====== THE INPUT

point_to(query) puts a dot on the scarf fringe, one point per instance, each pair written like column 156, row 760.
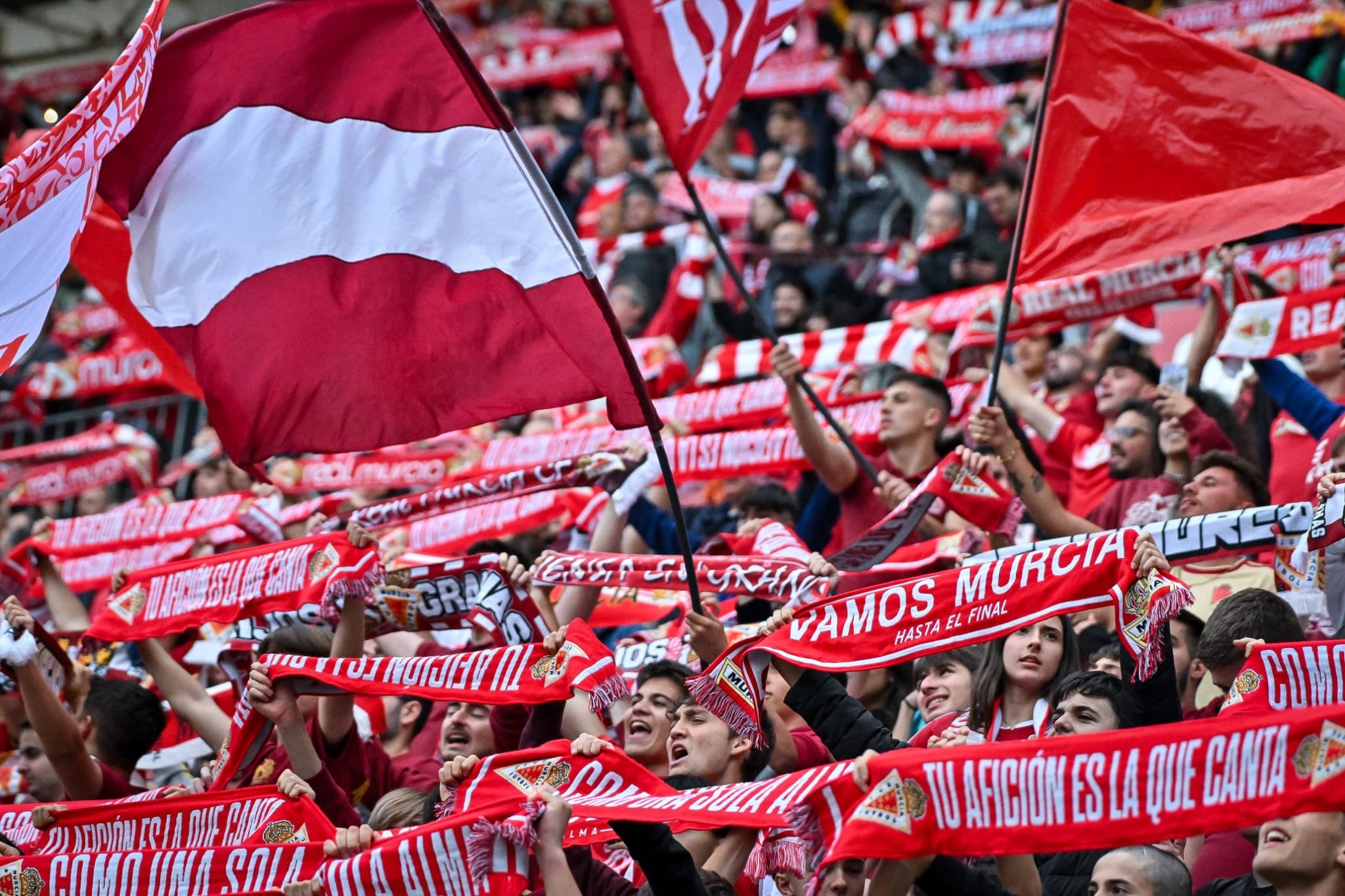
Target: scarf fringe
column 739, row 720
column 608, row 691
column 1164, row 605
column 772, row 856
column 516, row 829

============
====== THE INPUT

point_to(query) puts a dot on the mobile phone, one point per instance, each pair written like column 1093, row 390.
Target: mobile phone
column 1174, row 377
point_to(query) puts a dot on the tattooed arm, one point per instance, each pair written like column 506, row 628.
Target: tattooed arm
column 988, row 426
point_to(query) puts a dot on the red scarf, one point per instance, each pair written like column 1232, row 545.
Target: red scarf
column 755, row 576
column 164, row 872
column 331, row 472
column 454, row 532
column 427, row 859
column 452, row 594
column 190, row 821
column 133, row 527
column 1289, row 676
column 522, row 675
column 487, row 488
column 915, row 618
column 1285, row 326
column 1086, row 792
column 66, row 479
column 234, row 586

============

> [WORK INSTRUCTIONS] Can you copy the listing word for word, beginning at the line that contains "point_to(query) puts a dot on the tattooed" and stopping after the line that contains "column 234, row 586"?

> [THE OUTPUT]
point_to(query) puts a dot on the tattooed arm, one point per instance, each pair written like column 506, row 628.
Target: tattooed arm
column 988, row 426
point_to(query) puts a dot on the red scarf, one point per instance, each pair written like column 1232, row 545.
Target: red scarf
column 755, row 576
column 164, row 872
column 331, row 472
column 454, row 532
column 427, row 859
column 452, row 594
column 190, row 821
column 133, row 527
column 1289, row 676
column 522, row 675
column 487, row 488
column 915, row 618
column 1285, row 326
column 1086, row 792
column 66, row 479
column 234, row 586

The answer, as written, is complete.